WHAT IS REQUIRED:
Using the records below, quote only the span that opens with the line containing "Annotate each instance of the tree" and closes with the line containing "Annotate each instance of the mountain peak", exactly and inclusively.

Point localization data:
---

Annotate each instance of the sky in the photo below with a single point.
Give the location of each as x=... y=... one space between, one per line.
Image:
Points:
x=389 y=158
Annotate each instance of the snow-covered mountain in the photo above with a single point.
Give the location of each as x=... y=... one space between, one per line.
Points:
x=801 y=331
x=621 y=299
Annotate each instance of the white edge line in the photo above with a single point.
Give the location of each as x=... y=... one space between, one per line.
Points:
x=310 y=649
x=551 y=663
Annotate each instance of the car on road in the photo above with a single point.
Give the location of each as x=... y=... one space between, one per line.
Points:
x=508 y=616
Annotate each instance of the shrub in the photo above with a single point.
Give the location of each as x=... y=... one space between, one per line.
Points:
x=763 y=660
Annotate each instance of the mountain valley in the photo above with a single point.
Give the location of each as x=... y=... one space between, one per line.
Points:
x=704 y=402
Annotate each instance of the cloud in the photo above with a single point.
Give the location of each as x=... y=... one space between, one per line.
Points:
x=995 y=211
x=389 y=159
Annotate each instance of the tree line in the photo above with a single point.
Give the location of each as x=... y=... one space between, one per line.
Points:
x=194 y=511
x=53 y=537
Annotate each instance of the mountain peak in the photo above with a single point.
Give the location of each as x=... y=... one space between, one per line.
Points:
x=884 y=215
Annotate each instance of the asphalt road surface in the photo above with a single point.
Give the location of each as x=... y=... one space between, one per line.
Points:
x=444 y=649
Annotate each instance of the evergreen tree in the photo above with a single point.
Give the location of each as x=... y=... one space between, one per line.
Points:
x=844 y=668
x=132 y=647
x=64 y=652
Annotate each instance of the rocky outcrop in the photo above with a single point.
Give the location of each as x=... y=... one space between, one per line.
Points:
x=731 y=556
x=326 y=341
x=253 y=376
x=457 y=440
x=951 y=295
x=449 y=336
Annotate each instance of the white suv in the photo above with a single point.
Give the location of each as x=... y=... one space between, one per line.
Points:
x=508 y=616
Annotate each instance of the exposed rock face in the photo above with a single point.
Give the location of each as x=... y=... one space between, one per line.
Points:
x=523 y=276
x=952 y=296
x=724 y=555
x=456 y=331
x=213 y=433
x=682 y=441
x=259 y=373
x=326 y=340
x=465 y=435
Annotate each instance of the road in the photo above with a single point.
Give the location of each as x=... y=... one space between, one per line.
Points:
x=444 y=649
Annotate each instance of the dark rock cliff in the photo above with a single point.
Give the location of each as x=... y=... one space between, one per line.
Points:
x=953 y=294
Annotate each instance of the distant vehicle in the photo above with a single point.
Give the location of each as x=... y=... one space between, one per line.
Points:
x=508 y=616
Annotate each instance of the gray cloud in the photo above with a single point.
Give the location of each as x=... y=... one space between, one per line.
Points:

---

EXPECTED ANSWER:
Annotate each instance of the tree line in the photo above with a single point.
Give the location of each as x=... y=... one space between, one per line.
Points:
x=194 y=511
x=53 y=537
Annotate each instance of the mountain peak in the photo above with a single point.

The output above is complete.